> Given exercise
Please repeat the entries below, swapping every "hoodie" for "sweatshirt" and leaving everything else unchanged.

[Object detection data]
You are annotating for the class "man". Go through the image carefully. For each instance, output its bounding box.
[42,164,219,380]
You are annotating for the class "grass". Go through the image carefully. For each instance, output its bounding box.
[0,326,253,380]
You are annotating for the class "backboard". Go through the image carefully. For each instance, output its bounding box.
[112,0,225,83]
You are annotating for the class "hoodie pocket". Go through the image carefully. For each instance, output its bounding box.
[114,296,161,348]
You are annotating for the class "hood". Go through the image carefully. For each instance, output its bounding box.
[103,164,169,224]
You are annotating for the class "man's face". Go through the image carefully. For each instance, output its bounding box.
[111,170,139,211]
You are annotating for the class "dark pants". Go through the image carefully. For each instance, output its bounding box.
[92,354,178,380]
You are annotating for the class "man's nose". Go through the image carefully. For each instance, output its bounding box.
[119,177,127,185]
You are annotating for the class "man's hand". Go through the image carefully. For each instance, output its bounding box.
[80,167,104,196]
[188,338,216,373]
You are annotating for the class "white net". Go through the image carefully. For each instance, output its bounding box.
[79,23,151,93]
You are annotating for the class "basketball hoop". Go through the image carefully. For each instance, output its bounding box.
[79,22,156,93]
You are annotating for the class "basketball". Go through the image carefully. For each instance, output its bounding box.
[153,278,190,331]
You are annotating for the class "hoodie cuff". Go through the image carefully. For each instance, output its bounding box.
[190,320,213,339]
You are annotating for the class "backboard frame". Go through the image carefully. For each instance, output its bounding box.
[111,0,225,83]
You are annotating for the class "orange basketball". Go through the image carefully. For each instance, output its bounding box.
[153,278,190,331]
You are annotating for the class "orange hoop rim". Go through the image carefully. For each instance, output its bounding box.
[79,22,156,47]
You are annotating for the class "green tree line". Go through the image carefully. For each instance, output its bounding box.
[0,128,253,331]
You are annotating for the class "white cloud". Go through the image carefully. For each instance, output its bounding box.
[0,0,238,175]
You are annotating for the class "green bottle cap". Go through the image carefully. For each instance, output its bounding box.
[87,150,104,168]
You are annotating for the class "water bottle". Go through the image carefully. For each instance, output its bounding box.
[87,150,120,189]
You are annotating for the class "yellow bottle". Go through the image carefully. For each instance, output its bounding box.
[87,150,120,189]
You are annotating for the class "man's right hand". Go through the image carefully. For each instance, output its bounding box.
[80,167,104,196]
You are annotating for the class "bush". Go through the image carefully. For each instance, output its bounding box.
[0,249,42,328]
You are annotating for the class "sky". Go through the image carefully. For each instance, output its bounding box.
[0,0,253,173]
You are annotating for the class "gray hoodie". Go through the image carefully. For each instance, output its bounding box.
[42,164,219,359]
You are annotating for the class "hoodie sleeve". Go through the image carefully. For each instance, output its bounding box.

> Worked answer
You are annotating for the class "man". Go through the image carefully. For each instance, output its bounding box.
[42,164,219,380]
You are annotating for the class "grass". Go through the image carefully. For each instance, output its bounding box.
[0,326,253,380]
You are annotating for the class "backboard". Go through the image carefully. For each instance, output its bounding box.
[112,0,225,83]
You are annotating for the class "sweatshirt pocket". Go through the image carefully. For each instance, output its bounding box.
[114,296,161,348]
You are annotating for the class "hood". Go through the image carefully. For each instance, output its bounding box.
[103,164,169,224]
You are annotating for the class "man's face". Go through the image carefully. For each instance, output its bounding box.
[111,170,139,211]
You are annotating for the class "dark pants". Go through the image carefully. For each instance, output its bounding box.
[92,354,178,380]
You are annotating for the class "man's nose". Go through the image carefully. For each instance, output its bounding box.
[119,177,127,185]
You are annotating for the class "man's hand". Go through the image carefully. For each instance, output its bounding box.
[80,167,104,196]
[188,338,216,373]
You are annotating for the class "white net". Go through the image carefully. For each instance, output its bounding box.
[79,23,151,93]
You are annotating for the class "basketball hoop". Go through the image carefully. For each instance, output its bounding box.
[79,22,156,93]
You are annotating for the class "basketball". Go through the image carefully. For each instance, output its bounding box.
[153,278,190,331]
You are annotating for the class "sweatshirt cuff". Go through the image carefully. For each instance, output its bounding box.
[190,320,213,339]
You are annotating for the class "backboard frame". Go through the image carefully. For each instance, output its bounding box.
[111,0,225,83]
You are annotating for the class "orange basketball". Go through the image carefully. For each instance, output its bounding box.
[153,278,190,331]
You are annotating for the class "orange hoop rim". Go through the image carefully. For each instance, output its bounding box.
[79,22,156,47]
You are annotating for the class "green tree line". Go through the image carefully. For each instance, output its bounding box.
[0,128,253,331]
You are annotating for the class "white cloud". Go through the image carefully. For each instance, output its bounding box.
[0,0,238,175]
You are annotating for the class "green bottle cap". Go through the image carefully. For each instance, output its bounding box.
[87,150,104,168]
You are annotating for the class "water bottle". Go through the image carefully. For each instance, output its bounding box.
[87,150,120,189]
You are annotating for the class "yellow bottle". Go through the image carefully. For each instance, output its bounding box.
[87,150,120,189]
You are annotating for the class "man's right hand". Go through the image carefully. For each instance, output its bounding box.
[80,167,104,196]
You are annotating for the class "bush". Go through the image carefully. For each instance, output its bounding box.
[0,249,42,328]
You are annotating for the class "sky". Go through the image carefully. For each instance, output its bounding box.
[0,0,253,173]
You are annotating for the class "gray sweatshirt". Go through the image carefully. For each instance, output its bounding box.
[42,164,219,359]
You are annotating for the class "sweatshirt sleeve". Go through the image carefully. For each instance, output its bounding box.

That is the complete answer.